Aim of the exercise:
Reproduce all of the data below line for line, without changing a single character.

Records shown:
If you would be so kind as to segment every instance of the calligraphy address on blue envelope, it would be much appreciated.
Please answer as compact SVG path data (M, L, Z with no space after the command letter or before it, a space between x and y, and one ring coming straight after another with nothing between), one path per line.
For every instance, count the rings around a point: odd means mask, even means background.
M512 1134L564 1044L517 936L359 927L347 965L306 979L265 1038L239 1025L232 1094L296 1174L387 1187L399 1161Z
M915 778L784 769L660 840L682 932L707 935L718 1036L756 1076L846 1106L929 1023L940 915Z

Solution to this problem:
If you would be so kind as to segment every instance of the calligraphy address on blue envelope, it would be much appreciated.
Please answer as compact SVG path data (M, L, Z with no space after the command letter or before it, a space between x and y, and one ring coming straight after another with nothing between), one path per line.
For every instance, count the rings around a point: odd means mask, even means background.
M512 1134L564 1044L517 936L359 927L347 965L306 979L265 1038L239 1025L232 1094L296 1174L387 1187L399 1161Z
M915 778L784 769L660 840L682 932L707 935L718 1036L756 1076L846 1106L929 1023L940 915Z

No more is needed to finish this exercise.